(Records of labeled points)

——————————

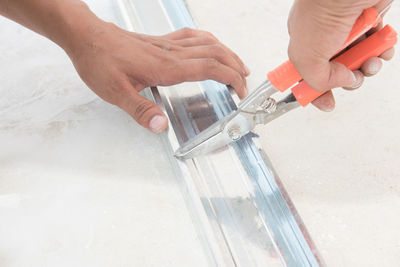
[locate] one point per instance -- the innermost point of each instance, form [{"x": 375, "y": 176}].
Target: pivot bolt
[
  {"x": 234, "y": 132},
  {"x": 269, "y": 105}
]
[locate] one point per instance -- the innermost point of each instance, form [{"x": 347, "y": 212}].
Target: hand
[
  {"x": 117, "y": 64},
  {"x": 318, "y": 29}
]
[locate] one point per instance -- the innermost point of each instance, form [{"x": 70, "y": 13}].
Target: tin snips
[{"x": 260, "y": 108}]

——————————

Given problem:
Are you able to set down all the lines above exactly, without any pictures?

Solution below:
[locate] one point per instance -- the innermost point of each instance, form [{"x": 375, "y": 176}].
Target: pivot bolt
[
  {"x": 234, "y": 132},
  {"x": 269, "y": 105}
]
[locate] one point per instance -- the innermost point of each instance, form [{"x": 347, "y": 212}].
Target: hand
[
  {"x": 117, "y": 64},
  {"x": 318, "y": 29}
]
[locate] one point per instance -- the innermost point of each instance, form [{"x": 70, "y": 13}].
Target: tin snips
[{"x": 260, "y": 108}]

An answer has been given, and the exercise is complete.